> [Esercizio breve]
Stabilisci se ciascuna delle tre affermazioni concorda con il brano sui versi di Rosaria Pasca, rispondendo sì o no e riportando fra virgolette le parole del brano che decidono la risposta.
1. Nei versi i temi negativi finiscono per radicalizzarsi in un pessimismo cupo.
2. Il motivo del volo ritorna più volte nei versi.
3. L'Armonia superiore cercata nei versi viene alla fine conquistata appieno.

C’è una profonda spiritualità nei versi di Rosaria Pasca, l’essenza della sua grande fede, che qui si coglie nella composizione di un mondo etereo e luminoso, a tratti paradisiaco, eppure consapevole del buio e del male. Quel male, che si vuol superare nella tensione verso un’armonia superiore.
I versi scavano continuamente nell’animo, e toccano i temi consueti della problematica esistenziale, come la solitudine e il disincanto, l’amore e la perdita, o il rimpianto. Ma i negativi non si radicalizzano mai in un pessimismo cupo, anzi si positivizzano o tendono verso il positivo, in quanto l’animo interiore trova nel trascendente il ‘volo’ verso l’Assoluto.
Il motivo del ‘volo’ è non a caso ricorrente. Poesia animica, quindi sempre giocata sul filo onirico di una suggestione del sentimento, che trova appiglio a farsi parola alla vista pur sfuggente della natura, di alcuni particolari o dell’intero universo. Da qui le aperture cosmiche sui cieli, sul mare, sulle visioni solari o lunari.
Qui sta secondo me il valore di questi versi, che esprimono e portano alla luce una ricerca autentica e aperta, positiva e dialogante, in cui la persona (chi scrive o il suo tu dialogante) si salva nella ricerca fiduciosa di un’Armonia superiore, partecipe della natura umana e della natura cosmica, pur perseguita e mai conquistata appieno. Di questa fiducia, di questa speranza in una salvezza possibile, della persona e della natura, ha bisogno di nutrirsi il lettore, e in genere l’uomo di oggi.

Righe di dati

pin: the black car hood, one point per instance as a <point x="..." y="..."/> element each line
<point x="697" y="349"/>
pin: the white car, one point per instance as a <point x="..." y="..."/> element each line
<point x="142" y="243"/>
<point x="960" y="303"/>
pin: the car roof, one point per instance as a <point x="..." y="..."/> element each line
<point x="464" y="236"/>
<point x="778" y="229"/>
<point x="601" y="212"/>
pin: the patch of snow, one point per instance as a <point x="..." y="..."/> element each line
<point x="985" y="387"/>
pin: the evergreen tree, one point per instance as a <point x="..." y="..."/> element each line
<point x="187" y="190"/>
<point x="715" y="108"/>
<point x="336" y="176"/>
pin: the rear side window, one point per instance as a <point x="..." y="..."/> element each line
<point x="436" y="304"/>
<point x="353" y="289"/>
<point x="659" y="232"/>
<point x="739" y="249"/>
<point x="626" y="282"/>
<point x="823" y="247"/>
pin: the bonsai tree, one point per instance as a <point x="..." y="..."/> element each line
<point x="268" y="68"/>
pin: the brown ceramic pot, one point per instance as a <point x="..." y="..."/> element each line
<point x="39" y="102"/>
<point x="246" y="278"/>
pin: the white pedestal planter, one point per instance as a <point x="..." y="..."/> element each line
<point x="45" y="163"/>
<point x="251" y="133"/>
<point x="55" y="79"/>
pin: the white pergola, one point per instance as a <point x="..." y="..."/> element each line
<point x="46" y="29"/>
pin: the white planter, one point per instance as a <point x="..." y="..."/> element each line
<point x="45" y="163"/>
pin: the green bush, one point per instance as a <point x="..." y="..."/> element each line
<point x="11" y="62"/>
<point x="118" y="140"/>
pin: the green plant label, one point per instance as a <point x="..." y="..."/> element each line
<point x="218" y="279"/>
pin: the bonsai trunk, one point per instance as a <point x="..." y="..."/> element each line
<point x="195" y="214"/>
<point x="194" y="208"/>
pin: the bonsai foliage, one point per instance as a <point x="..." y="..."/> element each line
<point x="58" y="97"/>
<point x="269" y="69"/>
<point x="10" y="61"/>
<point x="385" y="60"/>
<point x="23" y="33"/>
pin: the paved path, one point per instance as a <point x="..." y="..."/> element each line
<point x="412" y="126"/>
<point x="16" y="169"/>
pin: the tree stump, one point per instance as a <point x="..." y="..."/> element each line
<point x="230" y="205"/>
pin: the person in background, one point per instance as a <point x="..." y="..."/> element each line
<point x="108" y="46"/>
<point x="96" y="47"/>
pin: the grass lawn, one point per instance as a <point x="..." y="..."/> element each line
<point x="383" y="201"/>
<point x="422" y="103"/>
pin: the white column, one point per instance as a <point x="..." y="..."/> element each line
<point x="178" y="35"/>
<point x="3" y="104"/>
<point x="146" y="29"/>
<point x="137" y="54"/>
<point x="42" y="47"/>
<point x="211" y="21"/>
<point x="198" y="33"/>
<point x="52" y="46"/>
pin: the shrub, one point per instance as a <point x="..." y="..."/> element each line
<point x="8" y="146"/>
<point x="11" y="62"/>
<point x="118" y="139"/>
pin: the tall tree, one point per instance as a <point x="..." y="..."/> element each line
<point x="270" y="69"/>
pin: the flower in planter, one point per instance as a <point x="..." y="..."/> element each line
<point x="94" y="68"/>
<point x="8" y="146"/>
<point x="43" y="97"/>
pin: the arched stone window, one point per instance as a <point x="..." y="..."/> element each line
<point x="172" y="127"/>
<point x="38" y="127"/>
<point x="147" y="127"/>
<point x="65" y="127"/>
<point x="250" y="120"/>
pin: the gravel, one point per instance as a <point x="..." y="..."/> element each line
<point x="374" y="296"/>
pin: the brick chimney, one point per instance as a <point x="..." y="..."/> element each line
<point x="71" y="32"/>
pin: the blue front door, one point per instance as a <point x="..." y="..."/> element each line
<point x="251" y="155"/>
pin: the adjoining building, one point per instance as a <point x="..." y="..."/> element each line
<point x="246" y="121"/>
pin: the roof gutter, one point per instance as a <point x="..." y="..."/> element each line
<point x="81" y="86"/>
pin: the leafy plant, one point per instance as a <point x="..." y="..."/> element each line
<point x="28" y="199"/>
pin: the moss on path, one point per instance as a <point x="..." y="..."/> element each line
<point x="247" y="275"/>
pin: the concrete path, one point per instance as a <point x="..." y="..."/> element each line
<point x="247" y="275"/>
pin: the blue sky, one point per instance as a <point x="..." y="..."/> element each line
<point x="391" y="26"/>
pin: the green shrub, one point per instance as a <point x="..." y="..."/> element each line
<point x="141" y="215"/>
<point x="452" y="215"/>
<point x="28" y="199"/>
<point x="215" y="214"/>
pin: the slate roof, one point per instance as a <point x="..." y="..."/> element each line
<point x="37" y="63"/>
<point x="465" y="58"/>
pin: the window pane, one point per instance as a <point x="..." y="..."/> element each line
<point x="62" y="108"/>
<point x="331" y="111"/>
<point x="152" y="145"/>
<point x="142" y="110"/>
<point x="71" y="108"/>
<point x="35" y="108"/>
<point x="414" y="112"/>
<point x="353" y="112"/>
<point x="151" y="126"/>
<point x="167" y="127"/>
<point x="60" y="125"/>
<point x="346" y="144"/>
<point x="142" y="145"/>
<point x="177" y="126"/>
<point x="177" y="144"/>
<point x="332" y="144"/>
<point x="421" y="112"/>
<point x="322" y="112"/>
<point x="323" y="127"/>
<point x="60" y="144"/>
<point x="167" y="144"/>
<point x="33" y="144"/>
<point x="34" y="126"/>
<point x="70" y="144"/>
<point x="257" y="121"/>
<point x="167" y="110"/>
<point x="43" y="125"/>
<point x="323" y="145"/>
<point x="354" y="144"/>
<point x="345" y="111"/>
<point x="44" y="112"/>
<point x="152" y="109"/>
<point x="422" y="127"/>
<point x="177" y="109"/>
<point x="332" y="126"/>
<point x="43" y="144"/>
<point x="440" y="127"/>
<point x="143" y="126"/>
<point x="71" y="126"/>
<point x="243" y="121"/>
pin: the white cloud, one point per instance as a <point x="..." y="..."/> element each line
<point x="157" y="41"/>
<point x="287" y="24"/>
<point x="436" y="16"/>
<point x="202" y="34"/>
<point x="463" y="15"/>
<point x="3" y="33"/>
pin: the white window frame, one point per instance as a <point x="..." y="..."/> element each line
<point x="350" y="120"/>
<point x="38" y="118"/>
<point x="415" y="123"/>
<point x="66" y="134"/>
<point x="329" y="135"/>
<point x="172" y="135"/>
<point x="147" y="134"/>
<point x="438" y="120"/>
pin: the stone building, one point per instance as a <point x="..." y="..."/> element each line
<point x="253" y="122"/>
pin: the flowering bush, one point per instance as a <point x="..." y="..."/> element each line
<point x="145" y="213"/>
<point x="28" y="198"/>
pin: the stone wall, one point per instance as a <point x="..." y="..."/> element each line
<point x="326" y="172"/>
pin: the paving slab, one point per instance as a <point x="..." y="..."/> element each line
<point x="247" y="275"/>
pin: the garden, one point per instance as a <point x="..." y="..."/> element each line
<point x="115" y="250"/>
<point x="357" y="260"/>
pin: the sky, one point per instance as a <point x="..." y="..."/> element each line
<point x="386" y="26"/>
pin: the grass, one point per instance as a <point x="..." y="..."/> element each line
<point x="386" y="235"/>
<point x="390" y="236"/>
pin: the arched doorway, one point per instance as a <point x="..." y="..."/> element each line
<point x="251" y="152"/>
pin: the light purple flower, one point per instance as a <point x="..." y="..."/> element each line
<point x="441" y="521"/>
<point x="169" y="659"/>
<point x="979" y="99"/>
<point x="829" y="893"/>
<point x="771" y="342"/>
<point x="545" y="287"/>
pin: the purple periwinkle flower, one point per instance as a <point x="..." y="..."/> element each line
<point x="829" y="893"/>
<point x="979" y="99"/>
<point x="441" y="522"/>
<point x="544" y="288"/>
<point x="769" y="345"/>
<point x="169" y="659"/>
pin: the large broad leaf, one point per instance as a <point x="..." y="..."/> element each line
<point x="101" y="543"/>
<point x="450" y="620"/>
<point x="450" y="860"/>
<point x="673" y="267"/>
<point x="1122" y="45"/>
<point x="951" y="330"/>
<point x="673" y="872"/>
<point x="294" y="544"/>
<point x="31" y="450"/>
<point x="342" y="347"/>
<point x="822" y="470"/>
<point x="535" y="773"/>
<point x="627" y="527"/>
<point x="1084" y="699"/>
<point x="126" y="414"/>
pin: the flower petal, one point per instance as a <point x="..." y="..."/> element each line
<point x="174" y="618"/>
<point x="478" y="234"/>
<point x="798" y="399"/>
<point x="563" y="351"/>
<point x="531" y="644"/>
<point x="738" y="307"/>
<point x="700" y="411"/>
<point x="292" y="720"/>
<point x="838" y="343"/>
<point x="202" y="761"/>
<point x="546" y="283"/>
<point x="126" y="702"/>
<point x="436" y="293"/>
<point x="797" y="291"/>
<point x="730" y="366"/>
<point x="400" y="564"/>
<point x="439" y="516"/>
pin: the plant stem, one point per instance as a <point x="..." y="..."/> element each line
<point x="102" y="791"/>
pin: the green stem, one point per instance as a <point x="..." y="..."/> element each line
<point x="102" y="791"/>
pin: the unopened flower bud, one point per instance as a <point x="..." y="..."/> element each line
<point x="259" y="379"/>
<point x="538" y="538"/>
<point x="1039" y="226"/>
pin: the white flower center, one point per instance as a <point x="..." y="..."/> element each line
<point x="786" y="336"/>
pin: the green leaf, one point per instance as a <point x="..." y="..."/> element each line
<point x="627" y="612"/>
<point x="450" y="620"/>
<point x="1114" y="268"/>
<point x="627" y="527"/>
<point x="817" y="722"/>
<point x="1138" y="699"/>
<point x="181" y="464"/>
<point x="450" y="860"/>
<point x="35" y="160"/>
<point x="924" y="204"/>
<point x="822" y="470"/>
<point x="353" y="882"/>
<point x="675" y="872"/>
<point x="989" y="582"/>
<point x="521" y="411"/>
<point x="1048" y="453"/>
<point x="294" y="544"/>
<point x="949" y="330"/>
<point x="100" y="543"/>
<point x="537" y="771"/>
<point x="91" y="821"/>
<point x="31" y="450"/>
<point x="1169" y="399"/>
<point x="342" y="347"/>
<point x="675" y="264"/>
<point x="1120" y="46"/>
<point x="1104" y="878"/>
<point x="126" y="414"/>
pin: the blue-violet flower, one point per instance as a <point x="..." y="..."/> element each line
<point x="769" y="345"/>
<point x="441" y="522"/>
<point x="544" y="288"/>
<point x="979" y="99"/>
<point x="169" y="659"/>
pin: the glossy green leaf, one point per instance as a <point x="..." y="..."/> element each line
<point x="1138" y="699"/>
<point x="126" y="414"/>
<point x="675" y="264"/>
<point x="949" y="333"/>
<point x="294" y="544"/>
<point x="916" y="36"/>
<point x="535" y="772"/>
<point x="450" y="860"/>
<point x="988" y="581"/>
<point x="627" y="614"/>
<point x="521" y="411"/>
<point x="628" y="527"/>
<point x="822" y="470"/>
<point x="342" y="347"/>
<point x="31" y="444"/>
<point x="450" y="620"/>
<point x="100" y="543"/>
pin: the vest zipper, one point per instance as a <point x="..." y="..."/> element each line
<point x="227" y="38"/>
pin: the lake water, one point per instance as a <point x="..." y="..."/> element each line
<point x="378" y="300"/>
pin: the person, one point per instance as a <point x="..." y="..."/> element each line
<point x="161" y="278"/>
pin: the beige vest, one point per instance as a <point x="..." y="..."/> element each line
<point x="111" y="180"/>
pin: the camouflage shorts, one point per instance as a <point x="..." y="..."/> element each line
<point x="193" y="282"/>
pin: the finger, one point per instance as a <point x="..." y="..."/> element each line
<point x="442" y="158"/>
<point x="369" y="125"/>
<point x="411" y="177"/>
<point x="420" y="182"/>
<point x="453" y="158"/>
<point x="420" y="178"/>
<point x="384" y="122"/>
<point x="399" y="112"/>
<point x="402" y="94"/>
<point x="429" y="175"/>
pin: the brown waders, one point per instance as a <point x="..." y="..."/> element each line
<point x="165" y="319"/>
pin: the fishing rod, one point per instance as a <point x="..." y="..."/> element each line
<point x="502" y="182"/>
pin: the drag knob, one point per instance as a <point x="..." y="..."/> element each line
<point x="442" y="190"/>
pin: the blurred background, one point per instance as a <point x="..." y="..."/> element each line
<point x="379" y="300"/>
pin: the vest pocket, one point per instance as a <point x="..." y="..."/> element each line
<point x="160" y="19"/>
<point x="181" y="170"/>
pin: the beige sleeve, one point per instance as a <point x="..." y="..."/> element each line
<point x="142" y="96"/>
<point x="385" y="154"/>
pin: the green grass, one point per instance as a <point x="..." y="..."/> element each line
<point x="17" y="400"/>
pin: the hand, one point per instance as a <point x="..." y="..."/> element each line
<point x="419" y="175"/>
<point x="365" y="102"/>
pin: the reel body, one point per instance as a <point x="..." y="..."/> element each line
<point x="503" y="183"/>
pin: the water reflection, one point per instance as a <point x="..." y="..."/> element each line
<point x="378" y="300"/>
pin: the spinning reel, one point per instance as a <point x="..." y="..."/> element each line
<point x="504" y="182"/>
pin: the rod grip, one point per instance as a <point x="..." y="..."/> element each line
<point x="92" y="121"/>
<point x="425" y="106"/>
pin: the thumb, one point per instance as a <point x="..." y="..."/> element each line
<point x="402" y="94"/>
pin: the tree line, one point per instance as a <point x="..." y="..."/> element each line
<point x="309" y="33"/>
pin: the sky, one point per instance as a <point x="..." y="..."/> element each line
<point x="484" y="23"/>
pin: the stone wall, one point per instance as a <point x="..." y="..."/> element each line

> [Risposta completa]
1. No: «i negativi non si radicalizzano mai in un pessimismo cupo».
2. Sì: «Il motivo del ‘volo’ è non a caso ricorrente».
3. No: «pur perseguita e mai conquistata appieno».